▶ **WHAT YOU NEED TO DO**
Nothing but the lines from the one with "rear light, the" through the final line of the entries below should be written out, each exactly as given.

▶ **INPUT RECORDS**
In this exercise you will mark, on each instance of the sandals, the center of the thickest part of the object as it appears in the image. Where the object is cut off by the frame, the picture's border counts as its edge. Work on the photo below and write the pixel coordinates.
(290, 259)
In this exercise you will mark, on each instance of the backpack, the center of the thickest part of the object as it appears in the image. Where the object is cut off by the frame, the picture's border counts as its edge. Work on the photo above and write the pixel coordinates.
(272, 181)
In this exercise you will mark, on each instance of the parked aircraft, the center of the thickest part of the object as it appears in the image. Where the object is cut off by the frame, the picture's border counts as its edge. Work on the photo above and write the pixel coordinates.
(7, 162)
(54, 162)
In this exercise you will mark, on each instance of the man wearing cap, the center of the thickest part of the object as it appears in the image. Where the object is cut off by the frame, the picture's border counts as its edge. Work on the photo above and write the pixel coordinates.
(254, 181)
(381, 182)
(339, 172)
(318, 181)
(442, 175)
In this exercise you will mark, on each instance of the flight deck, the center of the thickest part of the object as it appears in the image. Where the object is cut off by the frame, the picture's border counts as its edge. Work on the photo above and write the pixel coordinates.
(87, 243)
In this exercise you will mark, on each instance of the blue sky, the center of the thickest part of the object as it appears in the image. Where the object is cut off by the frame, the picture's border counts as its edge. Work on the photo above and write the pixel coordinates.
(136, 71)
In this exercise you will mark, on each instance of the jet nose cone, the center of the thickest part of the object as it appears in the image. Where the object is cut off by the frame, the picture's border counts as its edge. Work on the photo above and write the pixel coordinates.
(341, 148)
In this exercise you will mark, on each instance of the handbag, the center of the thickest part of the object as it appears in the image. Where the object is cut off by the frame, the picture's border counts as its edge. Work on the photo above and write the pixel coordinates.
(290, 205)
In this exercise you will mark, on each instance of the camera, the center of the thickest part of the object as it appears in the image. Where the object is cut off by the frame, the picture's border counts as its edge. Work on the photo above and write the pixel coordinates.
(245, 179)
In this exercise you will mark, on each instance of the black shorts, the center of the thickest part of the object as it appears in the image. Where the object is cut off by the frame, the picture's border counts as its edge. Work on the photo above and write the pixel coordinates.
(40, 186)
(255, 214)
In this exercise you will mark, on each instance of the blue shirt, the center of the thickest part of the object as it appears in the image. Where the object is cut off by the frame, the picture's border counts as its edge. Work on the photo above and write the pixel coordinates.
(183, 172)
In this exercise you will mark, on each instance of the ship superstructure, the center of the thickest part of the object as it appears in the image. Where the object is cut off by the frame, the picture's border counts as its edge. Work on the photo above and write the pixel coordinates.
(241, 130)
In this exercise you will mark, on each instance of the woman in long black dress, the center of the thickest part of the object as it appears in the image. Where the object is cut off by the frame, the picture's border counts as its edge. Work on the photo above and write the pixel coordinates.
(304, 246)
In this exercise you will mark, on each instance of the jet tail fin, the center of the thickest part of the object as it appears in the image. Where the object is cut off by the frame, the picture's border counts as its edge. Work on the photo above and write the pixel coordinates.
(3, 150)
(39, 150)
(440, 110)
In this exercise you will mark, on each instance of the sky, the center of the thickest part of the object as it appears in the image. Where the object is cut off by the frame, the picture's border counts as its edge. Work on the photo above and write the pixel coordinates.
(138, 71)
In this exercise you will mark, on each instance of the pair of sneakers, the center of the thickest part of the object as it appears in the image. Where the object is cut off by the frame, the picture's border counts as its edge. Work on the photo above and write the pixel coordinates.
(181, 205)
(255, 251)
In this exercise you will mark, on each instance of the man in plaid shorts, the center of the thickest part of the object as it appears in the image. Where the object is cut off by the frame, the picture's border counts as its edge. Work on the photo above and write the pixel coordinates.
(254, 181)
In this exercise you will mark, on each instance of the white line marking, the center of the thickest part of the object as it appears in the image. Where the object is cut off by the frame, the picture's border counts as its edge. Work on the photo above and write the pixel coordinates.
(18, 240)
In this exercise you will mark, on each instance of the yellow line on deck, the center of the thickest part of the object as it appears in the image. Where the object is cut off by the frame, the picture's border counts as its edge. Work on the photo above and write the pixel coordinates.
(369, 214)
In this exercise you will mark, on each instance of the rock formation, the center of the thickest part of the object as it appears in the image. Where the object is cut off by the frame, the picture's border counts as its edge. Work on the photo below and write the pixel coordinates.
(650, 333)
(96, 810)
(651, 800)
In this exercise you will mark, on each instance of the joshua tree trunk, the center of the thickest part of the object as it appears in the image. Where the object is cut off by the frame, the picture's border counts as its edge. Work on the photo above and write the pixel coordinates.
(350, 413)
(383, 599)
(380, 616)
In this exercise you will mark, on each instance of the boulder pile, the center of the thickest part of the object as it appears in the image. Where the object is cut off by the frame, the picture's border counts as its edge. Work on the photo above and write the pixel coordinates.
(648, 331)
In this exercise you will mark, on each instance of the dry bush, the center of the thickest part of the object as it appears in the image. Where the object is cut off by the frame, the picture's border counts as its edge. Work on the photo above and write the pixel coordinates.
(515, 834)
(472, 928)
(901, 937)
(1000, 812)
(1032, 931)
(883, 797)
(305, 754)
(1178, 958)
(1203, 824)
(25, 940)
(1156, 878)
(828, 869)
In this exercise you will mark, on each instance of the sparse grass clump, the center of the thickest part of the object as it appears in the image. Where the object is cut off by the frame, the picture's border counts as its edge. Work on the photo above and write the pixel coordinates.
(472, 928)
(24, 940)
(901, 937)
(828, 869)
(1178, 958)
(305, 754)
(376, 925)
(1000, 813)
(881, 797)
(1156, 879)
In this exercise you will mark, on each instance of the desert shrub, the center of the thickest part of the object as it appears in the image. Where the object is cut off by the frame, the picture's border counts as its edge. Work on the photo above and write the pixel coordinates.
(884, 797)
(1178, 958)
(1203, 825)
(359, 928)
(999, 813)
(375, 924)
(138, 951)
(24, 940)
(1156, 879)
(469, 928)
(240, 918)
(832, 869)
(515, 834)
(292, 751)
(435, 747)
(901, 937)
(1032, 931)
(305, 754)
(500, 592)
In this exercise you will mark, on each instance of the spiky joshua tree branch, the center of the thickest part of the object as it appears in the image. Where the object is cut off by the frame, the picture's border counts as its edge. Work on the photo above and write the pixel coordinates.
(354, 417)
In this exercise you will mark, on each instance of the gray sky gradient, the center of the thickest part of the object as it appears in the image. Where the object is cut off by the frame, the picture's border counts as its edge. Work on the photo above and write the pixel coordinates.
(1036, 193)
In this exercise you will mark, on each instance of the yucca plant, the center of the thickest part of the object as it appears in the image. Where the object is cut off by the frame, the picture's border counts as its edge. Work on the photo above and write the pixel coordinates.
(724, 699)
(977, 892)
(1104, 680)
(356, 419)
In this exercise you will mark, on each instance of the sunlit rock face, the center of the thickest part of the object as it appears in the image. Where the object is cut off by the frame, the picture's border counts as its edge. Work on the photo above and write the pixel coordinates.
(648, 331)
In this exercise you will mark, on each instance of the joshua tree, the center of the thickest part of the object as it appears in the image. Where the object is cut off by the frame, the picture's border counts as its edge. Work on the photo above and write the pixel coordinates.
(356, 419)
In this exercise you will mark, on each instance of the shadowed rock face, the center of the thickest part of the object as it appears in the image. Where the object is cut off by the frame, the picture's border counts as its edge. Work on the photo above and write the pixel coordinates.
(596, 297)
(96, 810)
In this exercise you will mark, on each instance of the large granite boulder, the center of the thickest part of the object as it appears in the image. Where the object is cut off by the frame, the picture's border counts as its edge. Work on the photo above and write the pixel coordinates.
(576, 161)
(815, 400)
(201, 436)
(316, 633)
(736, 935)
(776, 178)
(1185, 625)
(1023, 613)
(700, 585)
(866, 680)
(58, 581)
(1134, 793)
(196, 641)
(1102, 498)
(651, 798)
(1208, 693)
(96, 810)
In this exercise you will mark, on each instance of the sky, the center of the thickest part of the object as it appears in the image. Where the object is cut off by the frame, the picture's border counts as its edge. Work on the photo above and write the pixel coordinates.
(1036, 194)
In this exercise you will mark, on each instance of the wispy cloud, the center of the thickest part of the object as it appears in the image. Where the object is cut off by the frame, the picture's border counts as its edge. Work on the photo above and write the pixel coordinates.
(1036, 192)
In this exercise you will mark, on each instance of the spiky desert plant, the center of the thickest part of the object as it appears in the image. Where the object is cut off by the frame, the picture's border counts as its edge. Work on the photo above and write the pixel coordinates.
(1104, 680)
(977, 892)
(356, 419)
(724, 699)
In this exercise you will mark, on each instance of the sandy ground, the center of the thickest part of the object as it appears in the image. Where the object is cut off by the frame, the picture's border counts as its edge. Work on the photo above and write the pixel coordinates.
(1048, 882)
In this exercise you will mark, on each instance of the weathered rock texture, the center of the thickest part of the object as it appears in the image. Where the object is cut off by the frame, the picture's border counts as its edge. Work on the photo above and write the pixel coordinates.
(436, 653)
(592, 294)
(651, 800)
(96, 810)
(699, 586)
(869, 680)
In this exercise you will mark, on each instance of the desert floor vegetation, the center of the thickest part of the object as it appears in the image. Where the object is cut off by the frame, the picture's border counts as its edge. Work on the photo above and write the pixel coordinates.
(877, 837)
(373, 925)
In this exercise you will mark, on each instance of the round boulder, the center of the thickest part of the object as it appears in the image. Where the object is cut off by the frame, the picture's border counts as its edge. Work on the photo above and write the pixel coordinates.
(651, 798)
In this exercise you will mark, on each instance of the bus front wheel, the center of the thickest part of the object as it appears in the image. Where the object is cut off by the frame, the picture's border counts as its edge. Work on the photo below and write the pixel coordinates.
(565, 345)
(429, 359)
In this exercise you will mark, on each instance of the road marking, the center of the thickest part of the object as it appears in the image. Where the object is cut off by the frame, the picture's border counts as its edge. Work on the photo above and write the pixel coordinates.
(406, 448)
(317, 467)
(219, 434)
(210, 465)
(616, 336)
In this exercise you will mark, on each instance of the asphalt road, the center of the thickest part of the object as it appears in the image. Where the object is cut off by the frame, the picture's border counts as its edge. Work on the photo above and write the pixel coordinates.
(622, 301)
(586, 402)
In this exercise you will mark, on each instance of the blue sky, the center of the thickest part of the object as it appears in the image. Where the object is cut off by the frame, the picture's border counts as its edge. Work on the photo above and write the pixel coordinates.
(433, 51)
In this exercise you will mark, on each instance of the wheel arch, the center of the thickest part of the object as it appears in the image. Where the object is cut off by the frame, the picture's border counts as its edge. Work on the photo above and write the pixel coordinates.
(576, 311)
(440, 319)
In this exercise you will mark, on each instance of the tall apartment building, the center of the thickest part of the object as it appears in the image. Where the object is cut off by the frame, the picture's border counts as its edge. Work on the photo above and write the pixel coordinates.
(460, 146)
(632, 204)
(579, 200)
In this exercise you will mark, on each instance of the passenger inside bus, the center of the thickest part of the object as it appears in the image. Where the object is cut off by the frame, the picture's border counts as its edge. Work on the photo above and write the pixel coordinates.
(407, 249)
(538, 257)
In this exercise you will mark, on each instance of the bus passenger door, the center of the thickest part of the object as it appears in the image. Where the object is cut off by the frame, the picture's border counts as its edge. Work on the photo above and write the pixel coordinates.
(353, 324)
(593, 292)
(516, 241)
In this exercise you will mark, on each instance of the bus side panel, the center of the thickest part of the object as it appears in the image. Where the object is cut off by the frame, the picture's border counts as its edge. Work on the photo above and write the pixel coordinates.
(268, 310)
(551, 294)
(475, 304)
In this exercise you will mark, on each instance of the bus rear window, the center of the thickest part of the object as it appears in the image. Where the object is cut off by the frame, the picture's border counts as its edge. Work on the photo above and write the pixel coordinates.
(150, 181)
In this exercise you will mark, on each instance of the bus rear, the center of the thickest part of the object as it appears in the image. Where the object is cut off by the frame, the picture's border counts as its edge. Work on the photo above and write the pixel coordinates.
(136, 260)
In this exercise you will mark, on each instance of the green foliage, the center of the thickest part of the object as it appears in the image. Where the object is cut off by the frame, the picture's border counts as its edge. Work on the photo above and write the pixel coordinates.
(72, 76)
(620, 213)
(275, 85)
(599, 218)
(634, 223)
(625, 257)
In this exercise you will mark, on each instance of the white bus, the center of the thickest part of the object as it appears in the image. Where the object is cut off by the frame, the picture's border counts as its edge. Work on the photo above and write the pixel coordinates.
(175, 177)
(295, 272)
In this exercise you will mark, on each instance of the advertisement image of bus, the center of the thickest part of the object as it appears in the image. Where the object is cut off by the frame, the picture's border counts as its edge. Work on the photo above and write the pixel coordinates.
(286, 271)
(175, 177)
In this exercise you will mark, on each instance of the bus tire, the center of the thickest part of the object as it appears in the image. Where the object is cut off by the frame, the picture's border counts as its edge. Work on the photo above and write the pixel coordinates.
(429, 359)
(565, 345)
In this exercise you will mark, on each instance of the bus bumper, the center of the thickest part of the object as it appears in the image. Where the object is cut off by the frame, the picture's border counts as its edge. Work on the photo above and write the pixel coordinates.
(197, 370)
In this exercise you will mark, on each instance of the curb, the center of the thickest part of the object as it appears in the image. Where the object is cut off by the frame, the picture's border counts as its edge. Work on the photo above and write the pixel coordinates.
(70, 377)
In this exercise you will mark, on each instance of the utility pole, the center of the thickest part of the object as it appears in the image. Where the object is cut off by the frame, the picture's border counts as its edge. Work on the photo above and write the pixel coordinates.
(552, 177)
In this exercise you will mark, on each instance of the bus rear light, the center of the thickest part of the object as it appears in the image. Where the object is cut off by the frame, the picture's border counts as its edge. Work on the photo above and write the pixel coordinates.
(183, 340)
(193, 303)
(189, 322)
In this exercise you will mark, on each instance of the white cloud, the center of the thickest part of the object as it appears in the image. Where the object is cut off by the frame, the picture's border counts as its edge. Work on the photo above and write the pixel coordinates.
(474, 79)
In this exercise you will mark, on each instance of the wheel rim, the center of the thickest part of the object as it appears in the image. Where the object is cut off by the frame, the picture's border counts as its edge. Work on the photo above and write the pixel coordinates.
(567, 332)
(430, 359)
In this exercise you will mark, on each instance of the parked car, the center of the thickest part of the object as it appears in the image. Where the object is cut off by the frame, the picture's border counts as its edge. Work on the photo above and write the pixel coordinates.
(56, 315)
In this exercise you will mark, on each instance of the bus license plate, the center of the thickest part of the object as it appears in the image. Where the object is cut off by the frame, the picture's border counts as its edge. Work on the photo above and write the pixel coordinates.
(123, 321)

▶ **YOUR RESPONSE**
In this exercise you will mark, on each instance of the bus rear light, the center of the thickest part of the object as it appears in the image. Where the object is cut off by the frame, the picture's border counts as its edge. Work on the photo above and write the pixel coordinates.
(183, 340)
(193, 303)
(189, 322)
In this exercise you will mark, on each instance of the white cloud, the center of the thickest part of the object as it appears in the image. Where the object is cut off by the frame, the picture's border counts as its edge. Work on the photo above and write the pixel coordinates.
(474, 79)
In this exercise you will mark, on each instance of the wheel rim, the center of the thickest part of the object as it appears in the image. Where the object is cut off by the frame, the picture's border counts as its edge. Work on the photo above and write the pixel coordinates.
(567, 332)
(430, 359)
In this exercise you will mark, on each instance of the parked car, the center of the thickest part of the object as it appears in the image. Where the object is cut off by the frame, the picture's border counts as its edge. Work on the photo above and write the pixel coordinates.
(56, 315)
In this exercise you will mark, on each instance of the bus license plate, the center of the thickest part of the object as it appears in the image. Where the object is cut off by the frame, the picture's border counts as its edge. Work on the photo above and write the pixel coordinates.
(123, 321)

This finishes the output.